Exercise instructions: Find each line in the entries below that contains the word "railing" and copy it out. Capital and small letters must match.

[Items from a data source]
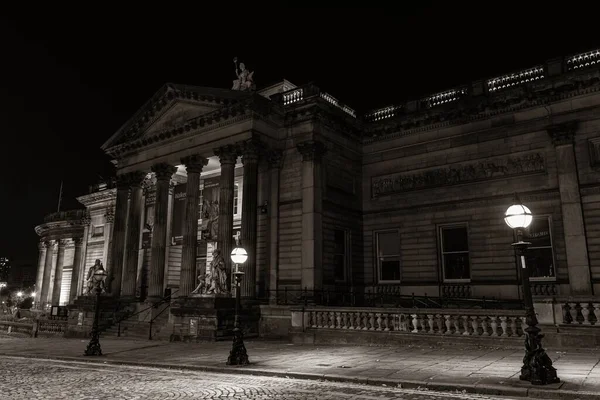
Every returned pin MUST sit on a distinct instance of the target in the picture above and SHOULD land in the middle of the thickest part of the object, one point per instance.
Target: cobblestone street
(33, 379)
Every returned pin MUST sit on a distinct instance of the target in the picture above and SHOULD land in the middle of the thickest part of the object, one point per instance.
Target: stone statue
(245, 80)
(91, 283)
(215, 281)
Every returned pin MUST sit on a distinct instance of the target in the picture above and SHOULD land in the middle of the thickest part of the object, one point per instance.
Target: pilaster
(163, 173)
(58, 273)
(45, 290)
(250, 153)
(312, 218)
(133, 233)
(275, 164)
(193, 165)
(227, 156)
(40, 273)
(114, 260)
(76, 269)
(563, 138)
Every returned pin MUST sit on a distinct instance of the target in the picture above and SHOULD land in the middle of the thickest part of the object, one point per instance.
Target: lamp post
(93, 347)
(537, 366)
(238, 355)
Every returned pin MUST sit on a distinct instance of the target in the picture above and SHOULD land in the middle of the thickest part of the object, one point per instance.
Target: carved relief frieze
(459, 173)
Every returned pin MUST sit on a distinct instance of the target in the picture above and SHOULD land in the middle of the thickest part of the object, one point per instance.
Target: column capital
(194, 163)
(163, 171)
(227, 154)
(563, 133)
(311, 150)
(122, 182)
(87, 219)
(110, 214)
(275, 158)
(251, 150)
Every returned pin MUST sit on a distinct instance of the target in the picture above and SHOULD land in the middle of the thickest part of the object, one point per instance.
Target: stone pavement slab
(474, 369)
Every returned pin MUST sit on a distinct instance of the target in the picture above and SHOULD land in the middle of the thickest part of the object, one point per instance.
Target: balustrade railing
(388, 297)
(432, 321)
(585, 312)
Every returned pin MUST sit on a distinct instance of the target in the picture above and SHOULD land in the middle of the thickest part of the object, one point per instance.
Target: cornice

--

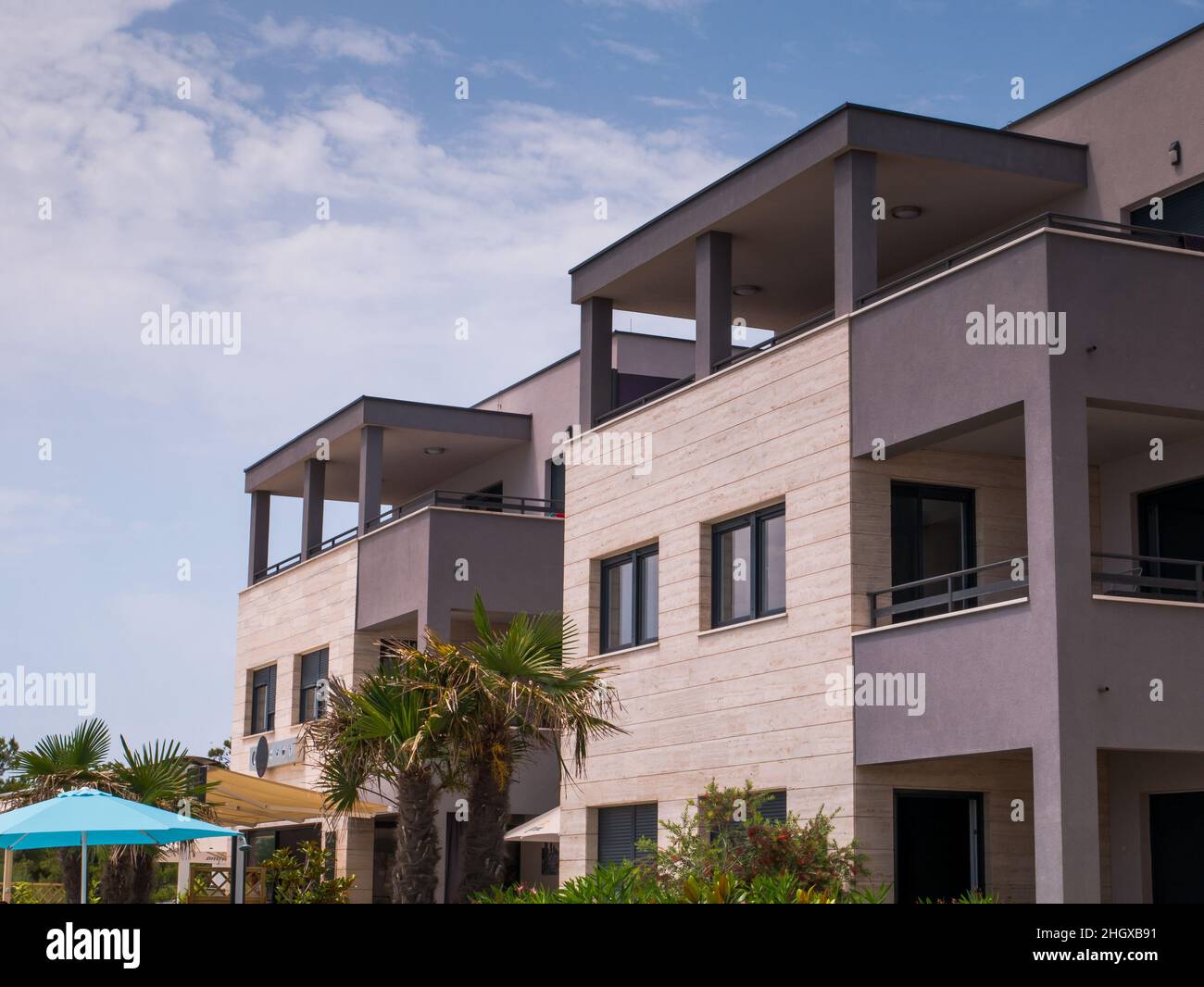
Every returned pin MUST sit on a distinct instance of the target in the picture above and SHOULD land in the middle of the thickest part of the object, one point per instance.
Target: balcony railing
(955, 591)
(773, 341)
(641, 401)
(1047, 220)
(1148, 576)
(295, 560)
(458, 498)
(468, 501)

...

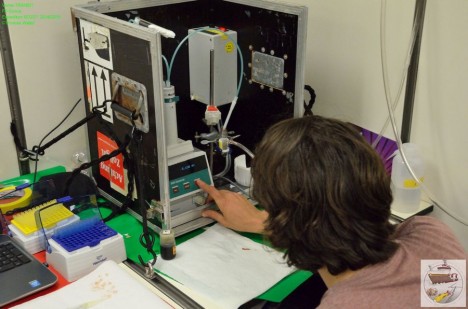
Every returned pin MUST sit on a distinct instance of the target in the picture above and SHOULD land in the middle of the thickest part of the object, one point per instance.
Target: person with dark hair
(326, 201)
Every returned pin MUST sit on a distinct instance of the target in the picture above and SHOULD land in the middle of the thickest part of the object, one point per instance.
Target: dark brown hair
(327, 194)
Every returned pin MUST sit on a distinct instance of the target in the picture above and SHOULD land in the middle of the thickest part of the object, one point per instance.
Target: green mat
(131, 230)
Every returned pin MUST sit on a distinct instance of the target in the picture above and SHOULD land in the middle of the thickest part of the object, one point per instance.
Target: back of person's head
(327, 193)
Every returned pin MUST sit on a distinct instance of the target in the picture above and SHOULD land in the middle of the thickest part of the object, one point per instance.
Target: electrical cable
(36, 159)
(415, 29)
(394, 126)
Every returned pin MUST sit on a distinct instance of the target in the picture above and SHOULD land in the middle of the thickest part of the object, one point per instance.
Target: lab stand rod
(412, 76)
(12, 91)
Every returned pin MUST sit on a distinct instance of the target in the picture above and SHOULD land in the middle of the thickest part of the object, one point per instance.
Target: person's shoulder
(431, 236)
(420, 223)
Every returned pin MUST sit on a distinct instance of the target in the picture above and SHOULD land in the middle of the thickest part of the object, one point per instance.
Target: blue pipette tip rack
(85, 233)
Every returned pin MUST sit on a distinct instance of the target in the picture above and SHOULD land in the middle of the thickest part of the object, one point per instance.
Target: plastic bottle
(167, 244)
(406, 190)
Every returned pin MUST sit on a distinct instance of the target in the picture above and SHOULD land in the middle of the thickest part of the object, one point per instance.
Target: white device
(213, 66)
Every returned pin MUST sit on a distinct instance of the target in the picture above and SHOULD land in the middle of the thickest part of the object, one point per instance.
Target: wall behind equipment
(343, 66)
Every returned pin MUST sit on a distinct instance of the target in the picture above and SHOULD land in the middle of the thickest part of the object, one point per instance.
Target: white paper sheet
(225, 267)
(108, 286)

Result of the exercise:
Target: balustrade railing
Target: balcony railing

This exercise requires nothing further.